To be done:
Copy the following entries line for line, with no changes.

Data lines:
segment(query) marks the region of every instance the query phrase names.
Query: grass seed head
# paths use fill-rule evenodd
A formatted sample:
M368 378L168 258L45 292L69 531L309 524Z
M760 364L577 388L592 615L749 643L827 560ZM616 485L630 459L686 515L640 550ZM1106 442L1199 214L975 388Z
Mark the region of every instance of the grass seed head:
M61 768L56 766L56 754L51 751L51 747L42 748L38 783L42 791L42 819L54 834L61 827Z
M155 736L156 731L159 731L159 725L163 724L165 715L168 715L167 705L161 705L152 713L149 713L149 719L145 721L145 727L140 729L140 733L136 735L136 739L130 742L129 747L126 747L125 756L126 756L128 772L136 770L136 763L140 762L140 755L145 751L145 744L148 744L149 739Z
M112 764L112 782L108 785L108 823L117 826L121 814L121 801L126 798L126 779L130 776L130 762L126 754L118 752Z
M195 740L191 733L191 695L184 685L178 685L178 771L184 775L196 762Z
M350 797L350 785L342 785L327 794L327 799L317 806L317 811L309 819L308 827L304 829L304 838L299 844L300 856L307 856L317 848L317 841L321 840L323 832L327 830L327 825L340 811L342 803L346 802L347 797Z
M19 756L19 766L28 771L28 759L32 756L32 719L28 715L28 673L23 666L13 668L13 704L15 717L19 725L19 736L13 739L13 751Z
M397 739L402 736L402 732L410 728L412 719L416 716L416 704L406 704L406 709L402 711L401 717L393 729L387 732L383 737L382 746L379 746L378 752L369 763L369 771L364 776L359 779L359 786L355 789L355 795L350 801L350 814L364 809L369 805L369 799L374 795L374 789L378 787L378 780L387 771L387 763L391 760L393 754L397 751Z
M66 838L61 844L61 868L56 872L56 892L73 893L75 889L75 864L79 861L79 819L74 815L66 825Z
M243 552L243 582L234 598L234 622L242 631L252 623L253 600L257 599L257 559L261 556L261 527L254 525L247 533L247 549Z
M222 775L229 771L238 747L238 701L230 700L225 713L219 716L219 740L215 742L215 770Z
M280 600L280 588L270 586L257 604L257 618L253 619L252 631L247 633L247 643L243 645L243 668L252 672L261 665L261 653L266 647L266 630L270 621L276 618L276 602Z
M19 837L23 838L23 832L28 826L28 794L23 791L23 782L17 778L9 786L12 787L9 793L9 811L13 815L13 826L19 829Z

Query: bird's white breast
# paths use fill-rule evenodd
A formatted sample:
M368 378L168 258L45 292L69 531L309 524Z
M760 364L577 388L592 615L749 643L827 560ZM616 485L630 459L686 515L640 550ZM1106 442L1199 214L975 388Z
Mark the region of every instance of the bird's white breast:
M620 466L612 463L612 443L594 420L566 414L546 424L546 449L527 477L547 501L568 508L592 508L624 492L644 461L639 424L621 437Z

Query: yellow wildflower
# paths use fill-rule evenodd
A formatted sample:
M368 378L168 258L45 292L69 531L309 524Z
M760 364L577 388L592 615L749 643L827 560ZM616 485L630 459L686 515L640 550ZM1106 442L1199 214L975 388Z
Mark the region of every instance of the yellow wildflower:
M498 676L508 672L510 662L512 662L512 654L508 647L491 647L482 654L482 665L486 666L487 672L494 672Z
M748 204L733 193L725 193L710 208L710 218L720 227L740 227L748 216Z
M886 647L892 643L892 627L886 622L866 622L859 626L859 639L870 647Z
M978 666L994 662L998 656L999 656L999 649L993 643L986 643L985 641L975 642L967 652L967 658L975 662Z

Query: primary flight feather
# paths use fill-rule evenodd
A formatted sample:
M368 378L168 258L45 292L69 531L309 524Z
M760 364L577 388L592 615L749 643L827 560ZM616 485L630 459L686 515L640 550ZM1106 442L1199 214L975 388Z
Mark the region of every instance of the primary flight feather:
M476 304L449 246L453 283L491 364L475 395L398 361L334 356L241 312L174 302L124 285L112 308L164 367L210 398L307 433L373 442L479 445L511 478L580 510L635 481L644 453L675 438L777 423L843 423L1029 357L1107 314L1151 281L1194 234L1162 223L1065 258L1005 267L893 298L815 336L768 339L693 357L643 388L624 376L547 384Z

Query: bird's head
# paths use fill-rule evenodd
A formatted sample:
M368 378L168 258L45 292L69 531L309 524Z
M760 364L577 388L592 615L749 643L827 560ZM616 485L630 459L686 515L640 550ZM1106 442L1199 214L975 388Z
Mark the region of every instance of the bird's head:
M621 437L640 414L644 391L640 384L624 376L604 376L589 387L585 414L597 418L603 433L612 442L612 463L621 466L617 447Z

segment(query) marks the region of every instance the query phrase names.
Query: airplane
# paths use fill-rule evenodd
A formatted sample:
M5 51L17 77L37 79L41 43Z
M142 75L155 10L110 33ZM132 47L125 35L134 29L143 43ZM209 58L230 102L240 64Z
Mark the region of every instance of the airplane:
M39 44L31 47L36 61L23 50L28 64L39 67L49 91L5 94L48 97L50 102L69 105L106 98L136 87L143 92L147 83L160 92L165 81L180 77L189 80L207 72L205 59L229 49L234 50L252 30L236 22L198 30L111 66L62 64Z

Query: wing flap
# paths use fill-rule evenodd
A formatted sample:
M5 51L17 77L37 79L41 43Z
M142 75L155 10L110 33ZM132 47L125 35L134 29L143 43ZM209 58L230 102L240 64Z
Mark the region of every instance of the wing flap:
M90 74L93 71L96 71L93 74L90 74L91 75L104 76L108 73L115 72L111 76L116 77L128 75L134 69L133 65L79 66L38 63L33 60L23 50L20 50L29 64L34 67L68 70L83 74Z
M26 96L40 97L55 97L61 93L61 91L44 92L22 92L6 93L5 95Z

Solution:
segment(query) marks the region of every instance the query phrase names.
Query: grass seed head
# paths use fill-rule evenodd
A formatted sample:
M368 378L168 258L45 292L69 531L309 524Z
M760 364L577 388L592 615L749 643L827 560ZM616 485L630 459L686 515L640 550ZM1106 442L1199 214L975 388Z
Mark the region of every instance of the grass seed head:
M61 768L56 766L56 754L51 751L51 747L42 748L38 783L42 791L42 819L54 834L61 827Z
M155 736L156 731L159 731L159 725L163 724L165 715L168 715L167 705L161 705L152 713L149 713L149 719L145 721L145 727L140 729L140 733L136 735L136 739L130 742L129 747L126 747L125 756L126 756L128 772L136 770L136 763L140 762L140 755L145 751L145 744L148 744L149 739Z
M112 764L112 782L108 785L108 823L117 826L121 814L121 801L126 798L126 779L130 776L130 762L126 754L118 752Z
M195 740L191 733L191 695L184 685L178 685L178 771L184 775L196 762Z
M350 797L350 785L342 785L327 794L327 799L317 806L317 811L309 819L308 827L304 829L304 838L299 844L300 856L307 856L317 848L317 841L321 840L323 832L327 830L327 825L340 811L342 803L346 802L347 797Z
M19 756L19 766L28 771L28 759L32 756L32 719L28 715L28 673L23 666L13 668L13 704L15 717L19 725L19 736L13 739L13 751Z
M397 739L402 736L402 732L410 728L412 719L416 716L416 704L406 704L406 709L402 711L401 717L393 729L387 732L383 737L382 746L379 746L378 752L369 763L369 771L364 776L359 779L359 786L355 789L355 795L350 801L350 814L364 809L369 805L369 799L374 795L374 789L378 787L378 780L387 771L387 763L391 760L393 754L397 751Z
M66 838L61 844L61 868L56 872L56 892L73 893L75 889L75 864L79 861L79 819L74 815L66 825Z
M243 552L243 582L234 598L234 622L242 631L252 623L253 600L257 599L257 559L261 556L261 527L254 525L247 533L247 549Z
M222 775L229 771L238 747L238 701L230 700L225 713L219 716L219 740L215 742L215 770Z
M280 600L280 588L270 586L257 604L257 618L253 619L252 631L247 633L247 643L243 645L243 668L252 672L261 665L261 653L266 647L266 630L270 621L276 618L276 602Z
M19 837L23 838L23 832L28 826L28 794L23 791L23 782L17 778L9 786L12 787L9 793L9 811L13 815L13 826L19 829Z

Query: bird's white breast
# paths use fill-rule evenodd
A formatted sample:
M368 378L168 258L45 292L69 531L309 524Z
M760 364L577 388L592 615L749 643L827 560ZM616 485L630 459L686 515L640 550ZM1106 442L1199 214L975 388Z
Mark the region of every instance of the bird's white breast:
M620 466L612 463L612 443L594 420L566 414L546 424L546 449L527 477L547 501L568 508L592 508L624 492L644 461L639 424L621 437Z

Query: yellow wildflower
# paths use fill-rule evenodd
A formatted sample:
M368 378L168 258L45 292L69 531L309 524Z
M760 364L577 388L592 615L749 643L827 560ZM616 485L630 459L686 515L640 550ZM1106 442L1199 214L975 388Z
Mark the region of every instance of the yellow wildflower:
M498 676L508 672L510 662L512 662L512 654L508 647L491 647L482 654L482 665L486 666L487 672L494 672Z
M748 204L733 193L725 193L710 208L710 218L720 227L740 227L748 216Z
M886 647L892 643L892 627L886 622L866 622L859 626L859 639L870 647Z
M978 666L994 662L998 656L999 656L999 649L993 643L986 643L985 641L975 642L967 652L967 658L975 662Z

Query: primary flight feather
# paths use fill-rule evenodd
A formatted sample:
M368 378L168 258L45 292L69 531L309 524Z
M760 364L577 388L592 615L749 643L827 560ZM616 485L630 459L686 515L640 550ZM1106 442L1199 214L975 388Z
Mark the region of every instance of the primary flight feather:
M476 304L449 246L453 283L491 364L475 395L398 361L334 356L241 312L174 302L124 285L112 308L164 367L210 398L307 433L373 442L479 445L511 478L580 510L635 481L644 453L675 438L777 423L843 423L1029 357L1107 314L1151 281L1194 234L1162 223L1065 258L1005 267L893 298L815 336L768 339L693 357L643 388L624 376L547 384Z

Query: bird's head
# paths use fill-rule evenodd
A formatted sample:
M368 378L168 258L45 292L69 531L309 524Z
M760 364L577 388L592 615L749 643L827 560ZM616 485L630 459L686 515L640 550ZM1106 442L1199 214L975 388Z
Mark the region of every instance of the bird's head:
M621 437L640 414L644 391L640 384L624 376L604 376L589 387L585 414L597 418L603 433L612 442L612 463L621 466L617 447Z

segment(query) marks the region of every instance the query phrase names.
Query: airplane
# paths use fill-rule evenodd
A formatted sample:
M5 51L17 77L37 79L41 43Z
M142 75L155 10L110 33ZM132 47L125 35L134 29L143 43ZM209 58L230 102L240 64Z
Mark the region of every instance of the airplane:
M39 44L31 47L36 61L23 50L28 64L39 67L49 91L5 94L48 97L50 102L69 105L106 98L136 87L143 92L147 83L160 92L165 81L180 77L189 80L207 72L205 59L229 49L234 50L252 30L236 22L198 30L111 66L62 64Z

Query: wing flap
# paths use fill-rule evenodd
A formatted sample:
M5 51L17 77L37 79L41 43Z
M142 75L155 10L110 33ZM132 47L125 35L134 29L143 43ZM209 58L230 102L240 64Z
Mark the region of every instance of the wing flap:
M90 74L93 71L96 71L93 74L90 74L91 75L104 76L108 73L115 72L111 76L116 77L128 75L134 69L133 65L79 66L38 63L33 60L23 50L20 50L29 64L34 67L68 70L83 74Z
M26 96L40 97L55 97L61 93L61 91L44 92L22 92L6 93L5 95Z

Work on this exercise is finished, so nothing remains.